Top of PROVIDED TEXT
Navigating College with Food Allergies

Nothing strikes fear into the hearts of food allergy moms everywhere quite like wondering how a teenager will navigate college with food allergies. Ask me how I know.

A little more than a year ago, my son began narrowing down which college he would be attending come August. I was personally rooting for a great campus a little closer to home. He was leaning toward a great campus nine hours away. Cue the gray hair.

My son was diagnosed with food allergies at around age one and for years my husband and I raised him to live smart and safe, but without letting this diagnosis define him. This meant not keeping him in a bubble of our own making. It did include letting him be a kid and working through food allergy challenges as they came. Thanks to hours of planning and preparing, my son participated in sleepovers, church retreats, home and away cross country meets, Boy Scout campouts and trips, and more. He, myself, and my husband worked hard as a team to make sure food allergies didn’t sideline him from enjoying all life has to offer. He thrived.

As moms, we hope our kids will take what we say to heart and that the lessons we teach them will sink in and stick. Now, we know it doesn’t always happen this way, but as it turns out, sometimes it does. My son learned not to let his food allergies define him. He learned it from me and his dad. Overachievers…all that work earned us an independent child bent on moving more than five hundred miles away. We obviously didn’t think that through all the way.

When your child is at home, you can feel a certain degree of control about watching them manage their food allergies because you can still weigh in and offer advice and give reminders in real time. College nine hours away, not so much.

At the end of the day, we let him go where he wanted to go…nine hours away. It was a great place to get an education, lay the groundwork for a career, and chase his dreams. And we did teach him not to let his food allergies define him. Why would we go back on that now?

This is where I’m going to lose some of you, and that’s okay because everybody is different. The college he chose does not have a dedicated allergy-safe dining hall and we did not request an individual dorm room. In fact, you might want to sit down for this, he even decided to go potluck for a roommate.

As we prepared the summer before he left, I was taking in the posts and comments of hundreds of parents and caregivers in my social media feeds who were adamant that their child only go to a college with a dedicated allergy-safe dining hall and a private dorm room. In my gut, I felt like this was not the right fit for my son, but rather than tell him what I was thinking, I asked him what he thought. He was adamant that he live on campus with a potluck roommate and that he didn’t need an allergy-safe cafeteria because it’s not like there would be that same option in post-college life or traveling for work.

After that statement from him, my fear of sending him off and pride in his outlook battled for prominence in my mind. Honestly, it still does…pretty much every day.

The kid made good sense. He had to grow up sometime. I couldn’t follow him to his workplace or bachelor pad with allergy meds, safe food, and constant reminders. To do so would inhibit him from becoming the man his father and I have raised him to be. He’s earned the chance to be his own person in his own right. (Sometimes people confuse a child becoming their own person with not being careful with food allergies. To assume such is a mistake, I think. It is possible to live life to the fullest while still being responsible and safe with food allergies.)
Bottom of PROVIDED TEXT
▶ **TASK SET**:
a - Set down word for word the part of the college food allergies piece between "As moms, we" and "all the way.", inclusive.
b - Tell whether each statement agrees with the college food allergies piece, answering yes or no and quoting the words that settle it: (i) The son was diagnosed with food allergies at around age one. (ii) The college the son chose has a dedicated allergy-safe dining hall. (iii) The son chose to live off campus.
Top of RECORDED INFORMATION
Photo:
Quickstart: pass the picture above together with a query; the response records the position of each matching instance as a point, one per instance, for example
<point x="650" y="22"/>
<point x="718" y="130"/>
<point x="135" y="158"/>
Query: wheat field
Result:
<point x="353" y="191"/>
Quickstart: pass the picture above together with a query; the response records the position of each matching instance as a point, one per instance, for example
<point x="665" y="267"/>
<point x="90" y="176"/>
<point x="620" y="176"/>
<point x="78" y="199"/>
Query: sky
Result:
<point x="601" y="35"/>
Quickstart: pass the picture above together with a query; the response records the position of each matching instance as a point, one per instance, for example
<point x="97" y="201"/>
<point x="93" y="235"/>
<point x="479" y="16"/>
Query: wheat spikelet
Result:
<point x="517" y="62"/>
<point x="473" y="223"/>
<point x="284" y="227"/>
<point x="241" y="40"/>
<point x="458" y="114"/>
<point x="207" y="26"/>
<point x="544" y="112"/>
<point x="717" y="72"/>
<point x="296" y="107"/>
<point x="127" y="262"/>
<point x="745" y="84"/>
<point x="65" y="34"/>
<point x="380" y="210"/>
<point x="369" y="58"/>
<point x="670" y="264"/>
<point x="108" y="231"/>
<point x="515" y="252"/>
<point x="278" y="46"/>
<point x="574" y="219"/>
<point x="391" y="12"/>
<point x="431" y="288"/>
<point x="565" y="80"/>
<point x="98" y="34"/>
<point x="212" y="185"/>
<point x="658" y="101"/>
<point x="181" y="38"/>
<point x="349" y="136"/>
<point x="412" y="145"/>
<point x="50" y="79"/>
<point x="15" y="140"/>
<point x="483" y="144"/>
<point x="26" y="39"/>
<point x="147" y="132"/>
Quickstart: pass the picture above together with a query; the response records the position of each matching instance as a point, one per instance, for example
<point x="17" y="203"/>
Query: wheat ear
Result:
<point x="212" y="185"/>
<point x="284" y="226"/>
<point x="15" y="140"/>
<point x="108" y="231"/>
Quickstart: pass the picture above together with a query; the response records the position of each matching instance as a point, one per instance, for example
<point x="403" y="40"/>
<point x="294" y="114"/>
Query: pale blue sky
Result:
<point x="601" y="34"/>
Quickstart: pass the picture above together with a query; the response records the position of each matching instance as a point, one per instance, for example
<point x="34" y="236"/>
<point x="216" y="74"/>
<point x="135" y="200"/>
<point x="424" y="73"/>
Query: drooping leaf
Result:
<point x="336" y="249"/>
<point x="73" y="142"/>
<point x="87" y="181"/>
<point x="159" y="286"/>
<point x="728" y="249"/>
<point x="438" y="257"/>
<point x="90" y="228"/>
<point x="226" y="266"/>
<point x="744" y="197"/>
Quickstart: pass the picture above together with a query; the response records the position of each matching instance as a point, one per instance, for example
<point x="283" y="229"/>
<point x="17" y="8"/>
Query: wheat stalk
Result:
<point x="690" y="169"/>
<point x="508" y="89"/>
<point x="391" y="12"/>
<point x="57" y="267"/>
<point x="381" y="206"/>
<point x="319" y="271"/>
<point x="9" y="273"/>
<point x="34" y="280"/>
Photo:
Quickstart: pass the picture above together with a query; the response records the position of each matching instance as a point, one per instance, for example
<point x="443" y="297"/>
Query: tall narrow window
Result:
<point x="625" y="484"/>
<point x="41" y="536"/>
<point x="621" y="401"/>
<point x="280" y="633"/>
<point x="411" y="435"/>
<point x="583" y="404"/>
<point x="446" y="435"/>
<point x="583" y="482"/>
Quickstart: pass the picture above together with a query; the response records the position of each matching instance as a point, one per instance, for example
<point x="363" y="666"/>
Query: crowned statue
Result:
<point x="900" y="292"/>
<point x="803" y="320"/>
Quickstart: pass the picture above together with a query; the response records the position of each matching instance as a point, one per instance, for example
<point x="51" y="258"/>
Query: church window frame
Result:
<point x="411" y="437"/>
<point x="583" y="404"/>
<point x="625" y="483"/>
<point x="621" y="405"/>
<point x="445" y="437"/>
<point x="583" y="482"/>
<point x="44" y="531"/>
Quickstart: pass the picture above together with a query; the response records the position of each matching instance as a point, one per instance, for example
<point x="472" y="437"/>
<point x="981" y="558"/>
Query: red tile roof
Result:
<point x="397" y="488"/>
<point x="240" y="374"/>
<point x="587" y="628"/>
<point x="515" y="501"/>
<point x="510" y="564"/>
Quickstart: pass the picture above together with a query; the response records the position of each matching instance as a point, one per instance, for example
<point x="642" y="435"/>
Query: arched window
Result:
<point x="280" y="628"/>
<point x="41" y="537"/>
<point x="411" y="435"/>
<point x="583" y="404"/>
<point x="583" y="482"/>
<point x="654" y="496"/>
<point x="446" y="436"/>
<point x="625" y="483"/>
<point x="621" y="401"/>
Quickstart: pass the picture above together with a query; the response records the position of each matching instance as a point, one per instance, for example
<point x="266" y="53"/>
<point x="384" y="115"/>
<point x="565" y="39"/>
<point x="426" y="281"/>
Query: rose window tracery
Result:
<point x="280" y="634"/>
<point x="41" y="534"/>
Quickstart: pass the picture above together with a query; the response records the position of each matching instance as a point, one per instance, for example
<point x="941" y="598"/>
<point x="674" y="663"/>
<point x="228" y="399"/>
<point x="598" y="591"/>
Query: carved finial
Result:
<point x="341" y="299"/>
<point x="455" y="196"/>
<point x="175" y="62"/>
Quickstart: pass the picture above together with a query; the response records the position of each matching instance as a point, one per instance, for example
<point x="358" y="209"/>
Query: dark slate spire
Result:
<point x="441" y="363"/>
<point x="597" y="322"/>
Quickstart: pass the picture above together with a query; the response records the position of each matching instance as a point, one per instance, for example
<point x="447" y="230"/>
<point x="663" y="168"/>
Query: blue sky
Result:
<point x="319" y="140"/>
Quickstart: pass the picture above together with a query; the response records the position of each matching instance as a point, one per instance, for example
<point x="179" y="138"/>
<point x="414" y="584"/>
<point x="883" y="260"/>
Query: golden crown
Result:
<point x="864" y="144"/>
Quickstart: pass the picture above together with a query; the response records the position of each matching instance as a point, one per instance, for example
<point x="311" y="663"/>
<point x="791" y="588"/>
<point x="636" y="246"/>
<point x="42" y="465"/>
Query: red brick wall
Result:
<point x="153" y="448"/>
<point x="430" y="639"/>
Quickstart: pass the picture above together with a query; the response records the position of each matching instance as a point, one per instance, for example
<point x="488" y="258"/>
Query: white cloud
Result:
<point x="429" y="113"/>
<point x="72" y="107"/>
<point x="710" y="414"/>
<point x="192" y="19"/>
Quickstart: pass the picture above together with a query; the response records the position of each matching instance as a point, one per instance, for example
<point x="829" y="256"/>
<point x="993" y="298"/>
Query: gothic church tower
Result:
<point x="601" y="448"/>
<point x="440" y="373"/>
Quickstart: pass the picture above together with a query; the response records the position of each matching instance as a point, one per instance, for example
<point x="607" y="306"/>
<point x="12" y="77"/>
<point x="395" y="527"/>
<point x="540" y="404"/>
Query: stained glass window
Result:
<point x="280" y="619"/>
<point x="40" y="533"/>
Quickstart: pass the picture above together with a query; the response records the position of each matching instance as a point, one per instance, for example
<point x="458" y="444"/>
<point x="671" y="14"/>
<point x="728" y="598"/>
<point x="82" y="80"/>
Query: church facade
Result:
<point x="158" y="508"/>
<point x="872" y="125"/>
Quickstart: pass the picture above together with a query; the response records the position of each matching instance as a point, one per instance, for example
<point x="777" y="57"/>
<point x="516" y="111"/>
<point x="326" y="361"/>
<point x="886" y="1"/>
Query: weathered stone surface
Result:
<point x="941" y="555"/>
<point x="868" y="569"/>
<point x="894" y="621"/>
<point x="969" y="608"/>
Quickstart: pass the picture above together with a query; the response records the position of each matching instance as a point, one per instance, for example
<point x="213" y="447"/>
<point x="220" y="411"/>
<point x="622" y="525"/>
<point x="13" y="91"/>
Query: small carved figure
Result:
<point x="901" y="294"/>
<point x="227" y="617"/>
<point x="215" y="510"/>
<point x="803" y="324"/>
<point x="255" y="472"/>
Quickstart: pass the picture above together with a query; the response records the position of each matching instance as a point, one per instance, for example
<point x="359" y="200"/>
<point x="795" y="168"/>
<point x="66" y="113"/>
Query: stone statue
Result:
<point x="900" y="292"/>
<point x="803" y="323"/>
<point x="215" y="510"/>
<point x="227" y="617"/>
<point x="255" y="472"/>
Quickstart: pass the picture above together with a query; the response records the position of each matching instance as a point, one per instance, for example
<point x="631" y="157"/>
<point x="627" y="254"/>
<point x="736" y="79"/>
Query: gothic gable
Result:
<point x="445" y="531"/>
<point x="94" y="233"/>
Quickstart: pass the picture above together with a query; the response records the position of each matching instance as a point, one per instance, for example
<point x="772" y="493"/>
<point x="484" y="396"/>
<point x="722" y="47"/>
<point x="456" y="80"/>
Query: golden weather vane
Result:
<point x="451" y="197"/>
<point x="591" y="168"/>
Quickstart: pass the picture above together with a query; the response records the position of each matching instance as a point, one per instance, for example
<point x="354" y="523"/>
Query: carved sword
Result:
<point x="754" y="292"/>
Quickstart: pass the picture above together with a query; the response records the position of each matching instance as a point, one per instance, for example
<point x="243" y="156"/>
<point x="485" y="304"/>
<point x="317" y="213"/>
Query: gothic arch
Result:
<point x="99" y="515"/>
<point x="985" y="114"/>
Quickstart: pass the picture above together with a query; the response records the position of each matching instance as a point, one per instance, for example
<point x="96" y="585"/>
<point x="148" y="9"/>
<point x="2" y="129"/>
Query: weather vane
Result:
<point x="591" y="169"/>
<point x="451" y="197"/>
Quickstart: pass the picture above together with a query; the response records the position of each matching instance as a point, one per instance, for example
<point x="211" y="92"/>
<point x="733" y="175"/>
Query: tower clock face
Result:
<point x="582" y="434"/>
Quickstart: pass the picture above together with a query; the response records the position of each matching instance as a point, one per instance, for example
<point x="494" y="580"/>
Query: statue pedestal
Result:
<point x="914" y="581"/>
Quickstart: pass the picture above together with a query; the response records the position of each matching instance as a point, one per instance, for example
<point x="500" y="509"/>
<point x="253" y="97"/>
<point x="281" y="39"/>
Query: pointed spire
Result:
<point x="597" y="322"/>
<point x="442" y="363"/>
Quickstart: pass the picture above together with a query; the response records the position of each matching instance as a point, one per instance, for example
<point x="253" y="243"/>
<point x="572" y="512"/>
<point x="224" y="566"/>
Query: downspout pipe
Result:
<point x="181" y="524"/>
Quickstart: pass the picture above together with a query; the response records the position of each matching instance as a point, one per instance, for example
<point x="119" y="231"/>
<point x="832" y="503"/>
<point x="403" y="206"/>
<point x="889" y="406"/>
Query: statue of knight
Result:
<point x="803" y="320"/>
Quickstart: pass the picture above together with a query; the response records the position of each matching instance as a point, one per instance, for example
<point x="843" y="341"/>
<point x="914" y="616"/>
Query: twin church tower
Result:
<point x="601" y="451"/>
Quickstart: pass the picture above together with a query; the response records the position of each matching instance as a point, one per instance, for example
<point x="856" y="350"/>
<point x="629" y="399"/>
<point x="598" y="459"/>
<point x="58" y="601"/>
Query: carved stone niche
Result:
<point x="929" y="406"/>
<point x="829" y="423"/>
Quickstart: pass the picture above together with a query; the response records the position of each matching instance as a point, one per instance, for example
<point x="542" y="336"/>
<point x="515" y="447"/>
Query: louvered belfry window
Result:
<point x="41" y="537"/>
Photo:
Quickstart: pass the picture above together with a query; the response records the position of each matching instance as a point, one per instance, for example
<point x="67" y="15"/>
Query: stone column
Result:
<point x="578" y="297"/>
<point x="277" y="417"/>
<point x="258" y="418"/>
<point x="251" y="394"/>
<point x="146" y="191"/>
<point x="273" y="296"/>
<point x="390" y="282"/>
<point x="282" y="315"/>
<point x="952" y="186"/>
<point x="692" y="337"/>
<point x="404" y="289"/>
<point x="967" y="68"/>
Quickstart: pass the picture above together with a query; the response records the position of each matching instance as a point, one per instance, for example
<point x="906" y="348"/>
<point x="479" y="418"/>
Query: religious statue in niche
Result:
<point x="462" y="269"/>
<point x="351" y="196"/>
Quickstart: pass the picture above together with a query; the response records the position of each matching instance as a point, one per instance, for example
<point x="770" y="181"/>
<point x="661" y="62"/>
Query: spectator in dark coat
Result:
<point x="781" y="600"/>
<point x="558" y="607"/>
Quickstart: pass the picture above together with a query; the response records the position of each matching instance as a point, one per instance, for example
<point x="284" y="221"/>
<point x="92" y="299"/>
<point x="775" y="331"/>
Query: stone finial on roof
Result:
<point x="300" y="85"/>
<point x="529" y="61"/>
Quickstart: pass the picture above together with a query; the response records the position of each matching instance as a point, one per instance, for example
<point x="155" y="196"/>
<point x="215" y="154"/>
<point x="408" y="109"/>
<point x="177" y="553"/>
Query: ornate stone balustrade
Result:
Bottom of RECORDED INFORMATION
▶ **ANSWERS BY TASK**:
a -
As moms, we hope our kids will take what we say to heart and that the lessons we teach them will sink in and stick. Now, we know it doesn’t always happen this way, but as it turns out, sometimes it does. My son learned not to let his food allergies define him. He learned it from me and his dad. Overachievers…all that work earned us an independent child bent on moving more than five hundred miles away. We obviously didn’t think that through all the way.

b -
(i) Yes: "My son was diagnosed with food allergies at around age one"
(ii) No: "The college he chose does not have a dedicated allergy-safe dining hall"
(iii) No: "He was adamant that he live on campus with a potluck roommate"